• Exercise details:
Please give a word-for-word repeat of the line containing "Query: paper towel roll" and all lines that come after it in the entries below, ending at the last line.

• Input material:

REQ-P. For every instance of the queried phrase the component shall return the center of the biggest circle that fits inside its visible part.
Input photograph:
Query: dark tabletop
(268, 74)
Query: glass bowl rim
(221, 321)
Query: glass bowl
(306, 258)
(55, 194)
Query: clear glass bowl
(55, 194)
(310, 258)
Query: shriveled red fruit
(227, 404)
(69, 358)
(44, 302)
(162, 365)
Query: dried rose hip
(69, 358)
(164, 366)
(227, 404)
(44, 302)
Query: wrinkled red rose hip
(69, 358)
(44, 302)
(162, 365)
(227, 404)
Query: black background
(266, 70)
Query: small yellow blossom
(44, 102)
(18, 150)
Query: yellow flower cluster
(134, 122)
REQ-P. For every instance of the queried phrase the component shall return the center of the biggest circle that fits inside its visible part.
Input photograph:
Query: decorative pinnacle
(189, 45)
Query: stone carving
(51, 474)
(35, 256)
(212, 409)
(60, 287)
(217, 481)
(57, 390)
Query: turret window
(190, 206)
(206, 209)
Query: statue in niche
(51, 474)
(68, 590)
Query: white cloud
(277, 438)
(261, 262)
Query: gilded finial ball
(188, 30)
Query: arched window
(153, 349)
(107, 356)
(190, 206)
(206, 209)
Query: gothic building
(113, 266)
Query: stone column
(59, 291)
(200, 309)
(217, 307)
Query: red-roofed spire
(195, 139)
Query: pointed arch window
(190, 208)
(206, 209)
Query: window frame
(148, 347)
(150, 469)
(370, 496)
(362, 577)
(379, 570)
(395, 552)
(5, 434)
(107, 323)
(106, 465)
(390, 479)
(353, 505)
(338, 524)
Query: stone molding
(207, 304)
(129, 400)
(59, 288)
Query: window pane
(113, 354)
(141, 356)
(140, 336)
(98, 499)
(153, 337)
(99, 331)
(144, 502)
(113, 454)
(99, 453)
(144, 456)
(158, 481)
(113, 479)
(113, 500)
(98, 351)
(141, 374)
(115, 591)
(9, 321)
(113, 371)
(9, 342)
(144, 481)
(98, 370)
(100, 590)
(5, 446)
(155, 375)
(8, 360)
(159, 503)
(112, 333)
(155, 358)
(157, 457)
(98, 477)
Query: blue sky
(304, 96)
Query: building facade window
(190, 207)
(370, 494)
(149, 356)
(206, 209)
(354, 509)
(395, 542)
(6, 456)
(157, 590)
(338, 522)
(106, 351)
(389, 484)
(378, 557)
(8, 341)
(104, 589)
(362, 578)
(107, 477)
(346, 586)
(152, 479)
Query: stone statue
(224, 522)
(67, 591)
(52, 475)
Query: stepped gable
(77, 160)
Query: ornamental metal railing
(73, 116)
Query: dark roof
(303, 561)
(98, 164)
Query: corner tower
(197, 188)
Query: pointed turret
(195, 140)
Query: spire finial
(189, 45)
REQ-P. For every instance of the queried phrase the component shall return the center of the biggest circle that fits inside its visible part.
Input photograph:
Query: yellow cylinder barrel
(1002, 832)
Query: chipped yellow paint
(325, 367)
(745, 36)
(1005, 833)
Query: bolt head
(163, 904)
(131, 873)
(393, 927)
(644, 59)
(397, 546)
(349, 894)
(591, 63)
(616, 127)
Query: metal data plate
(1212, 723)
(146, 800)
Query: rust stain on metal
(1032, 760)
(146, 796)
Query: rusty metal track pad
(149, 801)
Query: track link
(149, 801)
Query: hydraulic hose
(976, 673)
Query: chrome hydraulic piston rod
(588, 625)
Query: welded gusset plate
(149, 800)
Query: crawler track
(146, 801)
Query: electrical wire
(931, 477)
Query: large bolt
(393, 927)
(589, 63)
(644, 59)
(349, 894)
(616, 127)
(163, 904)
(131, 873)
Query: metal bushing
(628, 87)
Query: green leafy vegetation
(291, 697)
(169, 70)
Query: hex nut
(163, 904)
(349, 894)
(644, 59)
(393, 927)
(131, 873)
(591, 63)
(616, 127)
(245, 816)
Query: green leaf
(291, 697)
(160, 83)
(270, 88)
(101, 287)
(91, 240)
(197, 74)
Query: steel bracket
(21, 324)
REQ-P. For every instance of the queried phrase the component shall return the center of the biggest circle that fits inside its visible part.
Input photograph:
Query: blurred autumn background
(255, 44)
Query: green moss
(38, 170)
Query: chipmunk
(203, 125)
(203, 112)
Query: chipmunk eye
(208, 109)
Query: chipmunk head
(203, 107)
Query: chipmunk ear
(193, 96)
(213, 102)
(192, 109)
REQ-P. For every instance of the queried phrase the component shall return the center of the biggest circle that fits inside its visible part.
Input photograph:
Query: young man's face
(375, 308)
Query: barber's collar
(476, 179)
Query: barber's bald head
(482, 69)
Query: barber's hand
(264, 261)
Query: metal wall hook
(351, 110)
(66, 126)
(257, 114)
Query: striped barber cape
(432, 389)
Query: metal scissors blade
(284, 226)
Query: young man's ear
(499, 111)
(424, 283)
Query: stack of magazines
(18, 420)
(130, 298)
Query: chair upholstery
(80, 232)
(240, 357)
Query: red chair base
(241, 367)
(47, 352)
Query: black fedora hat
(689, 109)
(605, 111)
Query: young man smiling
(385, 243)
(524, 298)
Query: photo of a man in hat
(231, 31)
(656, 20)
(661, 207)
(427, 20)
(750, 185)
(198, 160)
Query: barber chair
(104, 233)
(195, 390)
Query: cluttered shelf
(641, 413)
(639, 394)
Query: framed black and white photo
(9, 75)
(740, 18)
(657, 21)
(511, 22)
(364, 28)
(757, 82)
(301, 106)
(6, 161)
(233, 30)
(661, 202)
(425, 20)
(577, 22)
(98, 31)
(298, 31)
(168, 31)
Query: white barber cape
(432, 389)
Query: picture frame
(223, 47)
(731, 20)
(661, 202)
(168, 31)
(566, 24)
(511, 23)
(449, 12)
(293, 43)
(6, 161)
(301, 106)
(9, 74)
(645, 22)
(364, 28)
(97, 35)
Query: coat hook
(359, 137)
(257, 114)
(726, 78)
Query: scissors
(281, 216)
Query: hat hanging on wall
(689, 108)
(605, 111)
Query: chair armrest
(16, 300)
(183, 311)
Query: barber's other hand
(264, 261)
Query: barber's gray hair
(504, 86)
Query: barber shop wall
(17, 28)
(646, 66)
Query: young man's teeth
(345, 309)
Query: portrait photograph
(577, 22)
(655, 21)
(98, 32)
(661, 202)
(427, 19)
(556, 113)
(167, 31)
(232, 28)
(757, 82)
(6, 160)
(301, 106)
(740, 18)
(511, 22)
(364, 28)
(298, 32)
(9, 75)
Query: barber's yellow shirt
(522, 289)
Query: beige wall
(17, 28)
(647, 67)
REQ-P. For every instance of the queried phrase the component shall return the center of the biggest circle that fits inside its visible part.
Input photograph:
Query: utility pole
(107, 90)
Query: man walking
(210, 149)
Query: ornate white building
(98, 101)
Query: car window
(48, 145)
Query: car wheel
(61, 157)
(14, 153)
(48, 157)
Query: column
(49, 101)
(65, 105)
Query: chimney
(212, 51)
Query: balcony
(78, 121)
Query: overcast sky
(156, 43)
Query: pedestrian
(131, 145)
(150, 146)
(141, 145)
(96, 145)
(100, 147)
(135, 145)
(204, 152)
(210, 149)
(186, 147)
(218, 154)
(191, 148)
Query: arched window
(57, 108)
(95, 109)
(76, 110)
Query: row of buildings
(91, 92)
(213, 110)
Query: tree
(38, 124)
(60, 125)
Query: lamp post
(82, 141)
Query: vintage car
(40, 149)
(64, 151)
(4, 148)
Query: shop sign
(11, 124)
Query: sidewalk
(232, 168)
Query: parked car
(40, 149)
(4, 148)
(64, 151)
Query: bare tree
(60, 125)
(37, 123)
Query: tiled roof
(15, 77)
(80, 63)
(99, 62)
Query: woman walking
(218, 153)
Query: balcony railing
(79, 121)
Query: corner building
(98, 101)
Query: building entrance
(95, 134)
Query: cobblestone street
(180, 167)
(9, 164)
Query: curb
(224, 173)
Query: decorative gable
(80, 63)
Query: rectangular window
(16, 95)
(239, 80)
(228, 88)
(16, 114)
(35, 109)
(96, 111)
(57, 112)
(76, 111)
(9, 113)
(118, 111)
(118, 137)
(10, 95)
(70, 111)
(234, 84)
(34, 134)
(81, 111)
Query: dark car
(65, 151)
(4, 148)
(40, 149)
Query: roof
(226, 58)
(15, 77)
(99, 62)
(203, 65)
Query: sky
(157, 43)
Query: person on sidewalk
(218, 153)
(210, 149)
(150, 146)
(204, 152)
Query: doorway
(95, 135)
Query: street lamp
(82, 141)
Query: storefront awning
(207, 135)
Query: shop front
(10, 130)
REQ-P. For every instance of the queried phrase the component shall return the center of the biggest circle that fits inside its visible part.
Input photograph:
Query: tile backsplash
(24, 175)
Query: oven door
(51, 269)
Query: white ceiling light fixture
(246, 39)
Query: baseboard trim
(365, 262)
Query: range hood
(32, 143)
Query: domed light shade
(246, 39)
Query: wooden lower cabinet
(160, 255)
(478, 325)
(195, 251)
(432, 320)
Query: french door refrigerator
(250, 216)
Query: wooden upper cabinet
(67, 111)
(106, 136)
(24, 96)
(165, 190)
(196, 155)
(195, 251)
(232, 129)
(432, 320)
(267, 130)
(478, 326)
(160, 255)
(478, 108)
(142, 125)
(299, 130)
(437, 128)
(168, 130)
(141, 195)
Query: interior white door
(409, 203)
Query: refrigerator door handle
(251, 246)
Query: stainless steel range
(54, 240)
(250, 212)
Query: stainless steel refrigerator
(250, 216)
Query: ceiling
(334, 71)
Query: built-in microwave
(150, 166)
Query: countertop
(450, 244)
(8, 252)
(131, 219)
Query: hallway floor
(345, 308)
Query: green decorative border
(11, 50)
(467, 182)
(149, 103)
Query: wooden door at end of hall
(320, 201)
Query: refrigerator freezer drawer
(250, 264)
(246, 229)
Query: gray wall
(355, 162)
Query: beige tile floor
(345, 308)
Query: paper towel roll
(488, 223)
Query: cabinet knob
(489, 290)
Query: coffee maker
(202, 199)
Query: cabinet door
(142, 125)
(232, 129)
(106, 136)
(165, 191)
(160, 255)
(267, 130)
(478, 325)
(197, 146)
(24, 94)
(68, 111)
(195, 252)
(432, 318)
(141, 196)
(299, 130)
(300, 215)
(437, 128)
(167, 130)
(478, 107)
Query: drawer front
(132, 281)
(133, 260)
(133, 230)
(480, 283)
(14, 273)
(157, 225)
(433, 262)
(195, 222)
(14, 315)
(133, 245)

• Reply:
Query: paper towel roll
(488, 223)
Query: cabinet knob
(489, 290)
Query: coffee maker
(202, 199)
Query: cabinet door
(142, 125)
(232, 129)
(106, 136)
(165, 191)
(160, 255)
(267, 130)
(478, 325)
(197, 146)
(24, 94)
(68, 111)
(195, 252)
(432, 318)
(141, 196)
(299, 130)
(300, 215)
(437, 128)
(167, 130)
(478, 107)
Query: drawer front
(132, 281)
(133, 260)
(133, 230)
(480, 283)
(14, 273)
(157, 225)
(433, 262)
(195, 222)
(14, 315)
(133, 245)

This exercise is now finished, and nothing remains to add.